Point placement records:
###

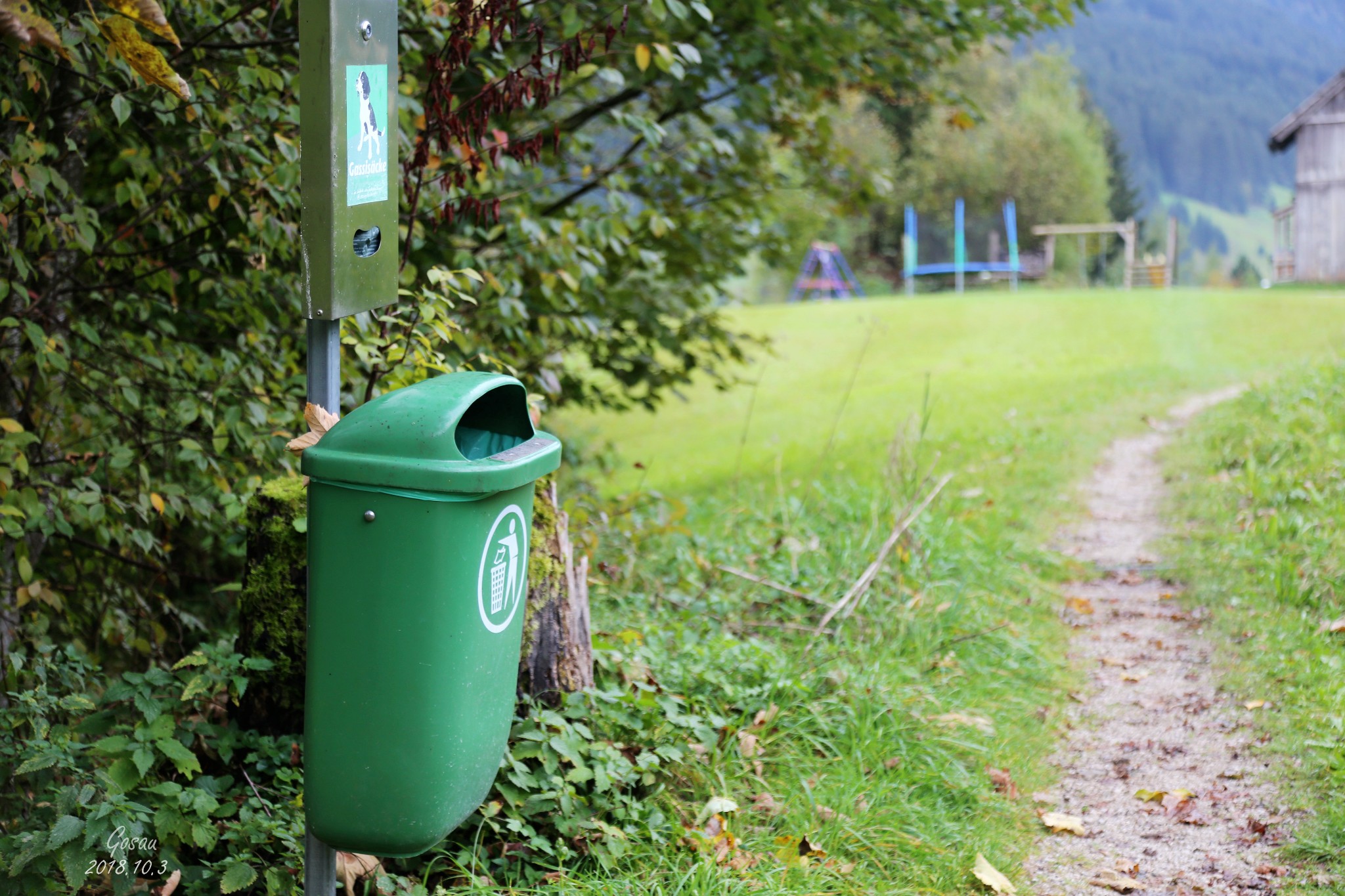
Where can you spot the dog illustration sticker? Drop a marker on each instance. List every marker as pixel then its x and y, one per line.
pixel 366 135
pixel 502 578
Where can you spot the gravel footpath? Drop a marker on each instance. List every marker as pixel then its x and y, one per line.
pixel 1151 717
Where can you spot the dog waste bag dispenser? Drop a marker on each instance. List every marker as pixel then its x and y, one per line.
pixel 420 511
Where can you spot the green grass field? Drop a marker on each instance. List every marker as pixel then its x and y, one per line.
pixel 1261 495
pixel 954 660
pixel 1064 371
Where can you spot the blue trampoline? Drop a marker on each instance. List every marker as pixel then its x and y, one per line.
pixel 959 267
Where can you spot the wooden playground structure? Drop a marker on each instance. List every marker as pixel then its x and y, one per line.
pixel 1158 273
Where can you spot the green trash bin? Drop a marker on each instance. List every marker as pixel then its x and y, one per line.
pixel 420 505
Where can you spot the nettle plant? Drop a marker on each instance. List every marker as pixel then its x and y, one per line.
pixel 581 178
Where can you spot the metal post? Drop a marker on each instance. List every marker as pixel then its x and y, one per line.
pixel 319 867
pixel 324 391
pixel 1172 253
pixel 324 364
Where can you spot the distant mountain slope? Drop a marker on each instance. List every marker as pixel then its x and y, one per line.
pixel 1193 86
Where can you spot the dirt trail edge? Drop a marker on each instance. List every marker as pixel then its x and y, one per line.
pixel 1152 717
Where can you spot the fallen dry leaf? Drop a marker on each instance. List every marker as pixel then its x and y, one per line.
pixel 355 867
pixel 1059 822
pixel 797 852
pixel 766 716
pixel 1083 606
pixel 1003 782
pixel 1157 796
pixel 143 56
pixel 22 23
pixel 990 876
pixel 319 421
pixel 1113 879
pixel 148 15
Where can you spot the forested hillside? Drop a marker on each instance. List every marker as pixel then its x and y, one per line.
pixel 1193 86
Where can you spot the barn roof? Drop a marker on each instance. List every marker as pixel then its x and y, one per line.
pixel 1283 133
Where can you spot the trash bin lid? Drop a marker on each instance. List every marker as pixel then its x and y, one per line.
pixel 458 433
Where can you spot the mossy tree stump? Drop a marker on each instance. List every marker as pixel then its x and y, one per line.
pixel 557 656
pixel 272 608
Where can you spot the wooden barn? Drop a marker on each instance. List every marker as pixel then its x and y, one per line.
pixel 1310 233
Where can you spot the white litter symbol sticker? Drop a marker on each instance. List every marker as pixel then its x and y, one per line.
pixel 502 578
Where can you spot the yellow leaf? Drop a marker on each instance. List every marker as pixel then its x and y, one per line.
pixel 962 121
pixel 305 441
pixel 148 15
pixel 1157 796
pixel 1060 822
pixel 22 23
pixel 797 852
pixel 319 418
pixel 1113 879
pixel 146 60
pixel 990 876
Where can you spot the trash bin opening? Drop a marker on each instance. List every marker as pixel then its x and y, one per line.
pixel 495 422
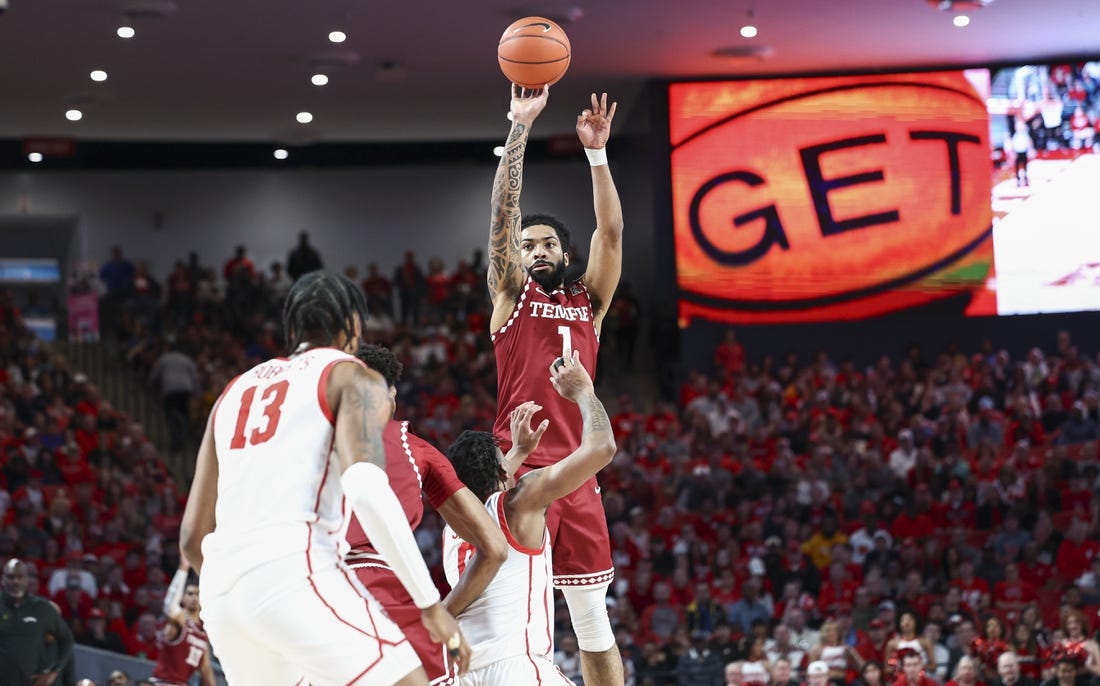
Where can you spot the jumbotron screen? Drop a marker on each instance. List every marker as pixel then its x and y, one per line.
pixel 847 197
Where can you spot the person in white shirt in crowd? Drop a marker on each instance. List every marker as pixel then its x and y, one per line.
pixel 903 457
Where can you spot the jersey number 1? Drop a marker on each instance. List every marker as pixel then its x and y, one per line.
pixel 272 398
pixel 194 656
pixel 567 342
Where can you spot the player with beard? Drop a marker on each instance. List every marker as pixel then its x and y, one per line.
pixel 537 317
pixel 184 646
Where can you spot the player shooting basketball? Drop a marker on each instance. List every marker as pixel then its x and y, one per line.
pixel 537 317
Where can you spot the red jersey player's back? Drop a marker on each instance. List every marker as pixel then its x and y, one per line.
pixel 180 657
pixel 541 328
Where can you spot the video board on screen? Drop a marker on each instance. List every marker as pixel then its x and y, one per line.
pixel 847 197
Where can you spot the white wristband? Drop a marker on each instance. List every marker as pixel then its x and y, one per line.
pixel 175 593
pixel 597 157
pixel 383 520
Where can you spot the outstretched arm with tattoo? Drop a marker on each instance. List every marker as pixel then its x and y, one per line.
pixel 505 272
pixel 605 253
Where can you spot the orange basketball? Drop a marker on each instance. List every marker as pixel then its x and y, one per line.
pixel 534 52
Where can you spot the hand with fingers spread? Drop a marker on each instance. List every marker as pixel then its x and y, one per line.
pixel 594 123
pixel 443 629
pixel 523 438
pixel 570 378
pixel 527 102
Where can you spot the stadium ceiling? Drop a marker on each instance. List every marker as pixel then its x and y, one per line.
pixel 241 69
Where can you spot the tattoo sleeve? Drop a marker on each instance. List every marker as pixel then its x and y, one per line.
pixel 504 223
pixel 594 415
pixel 370 401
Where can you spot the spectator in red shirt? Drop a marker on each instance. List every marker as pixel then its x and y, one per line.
pixel 1013 594
pixel 143 640
pixel 912 522
pixel 662 618
pixel 971 586
pixel 966 673
pixel 1076 553
pixel 729 355
pixel 912 671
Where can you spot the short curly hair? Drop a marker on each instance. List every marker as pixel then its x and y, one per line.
pixel 383 361
pixel 549 220
pixel 475 457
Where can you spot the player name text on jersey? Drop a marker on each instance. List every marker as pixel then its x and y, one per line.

###

## WORK TO COMPLETE
Echo the lines above verbatim, omitting the pictures.

## SOLUTION FOR THIS PROBLEM
Where can you spot the dog illustration sticker? Drop a marker on each instance. List every marker as pixel then its x and y, one per line.
pixel 366 135
pixel 502 578
Where can you spot the gravel footpath? Drop a marker on each instance. List every marker as pixel then its x and y, one per line.
pixel 1151 717
Where can you spot the dog waste bag dispenser? Drop a marker on each instance. List every marker as pixel then its x and y, one per line.
pixel 420 511
Where can you spot the green grass field? Drop a marker on each instance. List every marker as pixel then its x and y, one per line.
pixel 1261 495
pixel 954 660
pixel 1064 371
Where can you spot the blue trampoline? Drop a marker on each instance. List every marker as pixel then its x and y, one per line.
pixel 959 267
Where can you spot the wooden playground structure? Drop a marker on each instance. List every marker as pixel then its x and y, one per line.
pixel 1158 273
Where can you spot the green trash bin? Drop a marker on each instance. List every marker as pixel then its x and y, one per line.
pixel 420 505
Where can you spot the nettle plant? Drop a marker on each instance. List every marker as pixel then its x and y, one per line.
pixel 581 178
Where can you spot the metal post? Drop a marker on each instance. List every marker as pixel then its x and y, one per line.
pixel 319 867
pixel 324 391
pixel 1172 253
pixel 324 364
Where can you spot the distant mountain slope? Drop a marker on each instance. List every marker as pixel then its x and y, one per line.
pixel 1193 86
Where can you spot the dirt trail edge? Drop a marker on each instance. List every marker as pixel then its x and y, one per line.
pixel 1152 717
Where can you spot the fallen dry leaf? Drop a marker on each instance. List every marker as pixel then its x and y, one per line.
pixel 355 867
pixel 1059 822
pixel 797 852
pixel 766 716
pixel 1083 606
pixel 1003 782
pixel 1157 796
pixel 143 56
pixel 22 23
pixel 990 876
pixel 319 421
pixel 1113 879
pixel 148 15
Where can you spot the forested hillside? Drop a marker on each instance. List every marker as pixel then its x and y, one per line.
pixel 1193 86
Where can you spot the barn roof? Drop a marker on each instance. List every marker as pixel then its x and y, one per line.
pixel 1283 133
Where can you spot the trash bin lid? Drop a marker on each instance. List every marker as pixel then its x and y, one per line.
pixel 458 433
Where can you spot the mossy tree stump? Drop a marker on each instance. List every marker as pixel then its x and y, one per line.
pixel 557 656
pixel 272 608
Where can you spot the wooden barn? Drop a marker on each instance. List every marker as pixel then its x and y, one per line.
pixel 1310 233
Where can you spot the white litter symbol sticker? Drop a marker on each instance. List every marker as pixel then its x and y, one per line.
pixel 502 578
Where can you spot the yellow leaf? Drop a marker on each instance. List every marker as pixel then its x and y, one per line.
pixel 962 121
pixel 305 441
pixel 148 15
pixel 1157 796
pixel 1060 822
pixel 22 23
pixel 797 852
pixel 319 418
pixel 1113 879
pixel 146 60
pixel 990 876
Where can you spot the trash bin opening? Drop a marker on each instance. List every marker as pixel then its x and y, one per line.
pixel 495 422
Where can you spot the jumbotron screen? Drop a marker on each instance. List every marker as pixel then its x and y, one per line.
pixel 847 197
Where can you spot the person in white shirt in crowd? Drop a marker on each instance. List every marker as pixel then its x and y, one per line.
pixel 903 457
Where can you spot the jersey number 1? Drop a marker on each instance. List every marker as pixel then its x and y, one per line.
pixel 272 398
pixel 194 656
pixel 567 342
Where can you spot the player with beard? Drop a marker on each instance. List every marker as pixel then its x and y, one per line.
pixel 537 317
pixel 184 646
Where can you spot the player shooting basketball? Drop a marker on each instance. List every marker as pixel then its x and y, one per line.
pixel 537 317
Where can you spot the red jersey player's back? Drop a marker on each instance. List every marker as pixel then its x and y, one per line.
pixel 180 657
pixel 541 328
Where can you spot the video board on screen? Drop a marker on each instance. List every marker as pixel then its x and y, one per line.
pixel 847 197
Where can you spot the white wristband? Drop a marker on each instance. List every marker as pixel then its x and y, one per line.
pixel 175 593
pixel 597 157
pixel 383 520
Where can you spot the outstretched arm with tattoo? Drop a marker on each instance. List every marker as pixel then its x and y, one per line.
pixel 505 272
pixel 605 253
Where can you spot the orange basketball? Drop a marker on each instance. List every marker as pixel then its x and y, one per line.
pixel 534 52
Where can you spot the hand with fingers spread? Drop a marker on each instance. List every marker as pixel then its x and y, one per line.
pixel 594 123
pixel 443 629
pixel 523 438
pixel 570 378
pixel 527 102
Where can you spot the stadium ceiling? Drop a marker on each instance. List every marker as pixel then its x and y, one per line.
pixel 241 69
Where can you spot the tattoo sleeve? Drop a marker on each instance. List every marker as pixel then its x and y, one per line.
pixel 504 223
pixel 594 415
pixel 370 401
Where can you spot the spectator in red shirt? Drop a marker on each instance. List every marker as pixel then its x and y, one per line.
pixel 1013 594
pixel 143 640
pixel 912 522
pixel 662 618
pixel 971 586
pixel 966 673
pixel 1076 553
pixel 729 355
pixel 912 671
Where can you spot the short curly hair? Drop a marker on each instance. List every marker as pixel then its x and y, one per line.
pixel 383 361
pixel 549 220
pixel 475 457
Where can you spot the player name text on jersey? Drop a marker on each instance. List every marker as pixel then its x and y, one per line.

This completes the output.